*** Opening READING PASSAGE ***

Researchers fed pregnant female mice a diet high in fat derived from common corn oil. This resulted in genetic changes that substantially increased breast cancer susceptibility in three generations of female offspring.
The study, published in the journal Breast Cancer Research, suggests a research direction for examining the diet of pregnant women, said Leena Hilakivi-Clarke, professor at Georgetown Lombardi Comprehensive Cancer Center in the US.
"It is believed that environmental and life-style factors, such as diet, plays a critical role in increasing human breast cancer risk, and so we use animal models to reveal the biological mechanisms responsible for the increase in risk in women and their female progeny," said Hilakivi- Clarke.
Hilakivi-Clarke has found in earlier studies that mice that eat a high fat diet when they are pregnant have "daughters" that are at excess risk of the cancer.
The new study, however, found that if pregnant mice were switched to a high fat diet during their second trimester when the germ line mediating genetic information from one generation to another forms in the fetus, an increase in breast cancer risk is also seen in "great granddaughters".
The researchers also found three times as many genetic changes in third generation than first generation mammary tissue between high-fat diet progeny and the control group's offspring.
The amount of fat fed to the experimental mice matched what a human might eat daily, said Hilakivi-Clarke.
In the study, both the control mice and the mice fed chow with high levels of corn oil ate the same amount of calories and they weighed the same.

*** Closing READING PASSAGE ***

__WHAT THIS EXERCISE ASKS__
(a) For the article on high-fat diets and breast cancer in mice, decide whether each statement agrees with it, answering yes or no and quoting the words that decide it: (i) The control mice consumed fewer calories than the mice given the high-fat chow. (ii) The study appeared in the journal Breast Cancer Research. (iii) Third-generation mammary tissue showed more genetic changes than first-generation tissue.
(b) According to the article on high-fat diets and breast cancer in mice, what did the amount of fat fed to the experimental mice match?
(c) Rewrite the article on high-fat diets and breast cancer in mice from "The amount of" up to and including "weighed the same.", changing "corn oil" to "soybean oil".

*** Opening GIVEN RECORDS ***

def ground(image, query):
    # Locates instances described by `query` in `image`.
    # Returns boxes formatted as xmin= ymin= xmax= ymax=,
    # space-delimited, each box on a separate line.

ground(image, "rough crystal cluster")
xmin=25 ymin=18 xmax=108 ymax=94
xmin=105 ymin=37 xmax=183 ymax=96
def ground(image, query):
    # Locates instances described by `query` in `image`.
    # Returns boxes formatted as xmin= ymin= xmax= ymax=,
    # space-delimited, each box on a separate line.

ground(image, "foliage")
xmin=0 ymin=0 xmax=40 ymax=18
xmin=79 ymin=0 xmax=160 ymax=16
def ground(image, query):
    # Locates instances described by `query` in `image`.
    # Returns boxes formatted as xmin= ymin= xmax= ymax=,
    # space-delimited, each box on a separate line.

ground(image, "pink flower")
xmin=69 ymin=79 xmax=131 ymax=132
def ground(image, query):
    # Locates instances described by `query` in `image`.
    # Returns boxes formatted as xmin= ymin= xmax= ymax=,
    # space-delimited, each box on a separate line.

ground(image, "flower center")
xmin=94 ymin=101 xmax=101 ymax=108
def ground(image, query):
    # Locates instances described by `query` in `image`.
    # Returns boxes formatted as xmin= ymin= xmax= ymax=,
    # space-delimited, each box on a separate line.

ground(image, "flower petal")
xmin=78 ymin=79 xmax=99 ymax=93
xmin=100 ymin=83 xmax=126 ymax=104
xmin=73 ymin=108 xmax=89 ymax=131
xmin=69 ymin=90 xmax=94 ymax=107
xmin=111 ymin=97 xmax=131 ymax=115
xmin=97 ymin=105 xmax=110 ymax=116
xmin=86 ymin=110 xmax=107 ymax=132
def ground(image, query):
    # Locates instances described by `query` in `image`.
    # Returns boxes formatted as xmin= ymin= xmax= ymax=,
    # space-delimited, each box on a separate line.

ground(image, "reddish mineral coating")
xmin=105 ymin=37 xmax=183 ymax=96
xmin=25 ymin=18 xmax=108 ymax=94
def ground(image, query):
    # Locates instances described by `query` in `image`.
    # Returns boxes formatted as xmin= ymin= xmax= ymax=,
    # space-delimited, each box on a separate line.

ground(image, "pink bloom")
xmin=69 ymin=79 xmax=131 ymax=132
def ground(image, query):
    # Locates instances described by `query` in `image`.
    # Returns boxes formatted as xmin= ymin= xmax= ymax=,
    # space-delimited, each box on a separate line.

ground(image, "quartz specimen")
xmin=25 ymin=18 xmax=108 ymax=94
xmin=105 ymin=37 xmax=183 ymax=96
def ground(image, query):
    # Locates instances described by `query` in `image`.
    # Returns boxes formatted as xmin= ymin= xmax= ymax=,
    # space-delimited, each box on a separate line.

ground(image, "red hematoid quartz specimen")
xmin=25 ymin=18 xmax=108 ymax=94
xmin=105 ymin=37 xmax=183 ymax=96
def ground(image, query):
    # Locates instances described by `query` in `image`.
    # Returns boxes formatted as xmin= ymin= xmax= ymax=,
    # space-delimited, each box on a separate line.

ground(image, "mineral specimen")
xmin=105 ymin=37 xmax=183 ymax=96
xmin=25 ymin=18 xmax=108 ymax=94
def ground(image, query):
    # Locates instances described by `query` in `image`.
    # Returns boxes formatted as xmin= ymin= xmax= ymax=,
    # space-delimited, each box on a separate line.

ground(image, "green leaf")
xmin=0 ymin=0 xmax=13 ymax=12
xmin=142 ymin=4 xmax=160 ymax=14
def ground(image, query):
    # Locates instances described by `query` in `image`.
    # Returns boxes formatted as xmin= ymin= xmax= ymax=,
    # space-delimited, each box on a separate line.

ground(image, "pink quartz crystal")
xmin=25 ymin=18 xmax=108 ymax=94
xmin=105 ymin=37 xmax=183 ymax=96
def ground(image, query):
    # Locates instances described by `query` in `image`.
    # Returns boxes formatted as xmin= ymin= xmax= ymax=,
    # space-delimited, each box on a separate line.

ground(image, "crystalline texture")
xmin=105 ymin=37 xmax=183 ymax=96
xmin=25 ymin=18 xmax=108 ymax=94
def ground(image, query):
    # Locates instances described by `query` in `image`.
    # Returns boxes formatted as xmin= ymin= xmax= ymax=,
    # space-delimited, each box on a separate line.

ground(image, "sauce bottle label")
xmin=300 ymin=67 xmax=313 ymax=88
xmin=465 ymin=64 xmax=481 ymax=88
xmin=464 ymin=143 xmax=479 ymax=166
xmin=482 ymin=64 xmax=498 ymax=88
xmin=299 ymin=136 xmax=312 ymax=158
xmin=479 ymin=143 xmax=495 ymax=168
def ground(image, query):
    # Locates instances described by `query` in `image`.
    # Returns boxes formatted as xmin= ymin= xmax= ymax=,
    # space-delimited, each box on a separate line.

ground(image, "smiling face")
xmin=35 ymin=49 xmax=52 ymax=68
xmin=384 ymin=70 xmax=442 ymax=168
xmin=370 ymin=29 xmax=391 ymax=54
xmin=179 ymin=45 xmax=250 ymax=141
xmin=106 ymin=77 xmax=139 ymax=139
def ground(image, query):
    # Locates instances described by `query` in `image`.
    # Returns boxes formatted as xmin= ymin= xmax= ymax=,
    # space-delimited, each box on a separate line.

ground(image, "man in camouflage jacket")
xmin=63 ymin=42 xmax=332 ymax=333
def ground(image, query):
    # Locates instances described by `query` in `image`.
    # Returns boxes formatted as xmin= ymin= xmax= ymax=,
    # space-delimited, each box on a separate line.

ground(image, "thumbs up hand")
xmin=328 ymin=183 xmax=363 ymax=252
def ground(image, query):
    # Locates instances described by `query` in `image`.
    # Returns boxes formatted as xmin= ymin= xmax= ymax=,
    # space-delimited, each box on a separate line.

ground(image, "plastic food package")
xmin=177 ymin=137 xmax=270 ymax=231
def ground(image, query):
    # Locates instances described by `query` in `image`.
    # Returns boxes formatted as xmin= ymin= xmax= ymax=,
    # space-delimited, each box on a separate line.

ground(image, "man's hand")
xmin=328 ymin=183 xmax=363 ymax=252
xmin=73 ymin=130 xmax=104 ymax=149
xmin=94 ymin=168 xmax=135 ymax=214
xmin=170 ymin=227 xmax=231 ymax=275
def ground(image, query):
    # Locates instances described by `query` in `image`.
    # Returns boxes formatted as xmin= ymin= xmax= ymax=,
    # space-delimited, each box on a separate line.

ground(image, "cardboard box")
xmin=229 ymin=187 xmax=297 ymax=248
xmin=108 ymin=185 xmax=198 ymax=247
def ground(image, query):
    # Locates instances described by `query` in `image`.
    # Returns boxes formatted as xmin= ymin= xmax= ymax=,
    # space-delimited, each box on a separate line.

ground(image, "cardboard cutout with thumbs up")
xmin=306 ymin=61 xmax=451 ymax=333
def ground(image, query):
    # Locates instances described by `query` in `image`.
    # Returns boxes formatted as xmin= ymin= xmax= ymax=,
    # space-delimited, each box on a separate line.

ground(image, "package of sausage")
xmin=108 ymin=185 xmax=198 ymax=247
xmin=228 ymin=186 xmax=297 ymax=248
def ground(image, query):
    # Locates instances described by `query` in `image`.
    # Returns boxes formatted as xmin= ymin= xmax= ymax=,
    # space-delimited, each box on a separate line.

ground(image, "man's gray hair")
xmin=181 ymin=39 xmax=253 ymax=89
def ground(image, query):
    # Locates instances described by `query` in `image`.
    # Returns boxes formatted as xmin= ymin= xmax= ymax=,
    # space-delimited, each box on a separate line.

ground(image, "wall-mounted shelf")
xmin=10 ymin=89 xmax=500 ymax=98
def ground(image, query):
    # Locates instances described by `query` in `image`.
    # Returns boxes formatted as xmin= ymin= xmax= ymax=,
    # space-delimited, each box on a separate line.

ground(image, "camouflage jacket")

*** Closing GIVEN RECORDS ***

__OUTPUTS FOR THE TASKS__
(a)
(i) No: "both the control mice and the mice fed chow with high levels of corn oil ate the same amount of calories"
(ii) Yes: "The study, published in the journal Breast Cancer Research"
(iii) Yes: "three times as many genetic changes in third generation than first generation mammary tissue"

(b) It matched what a human might eat daily.

(c)
The amount of fat fed to the experimental mice matched what a human might eat daily, said Hilakivi-Clarke.
In the study, both the control mice and the mice fed chow with high levels of soybean oil ate the same amount of calories and they weighed the same.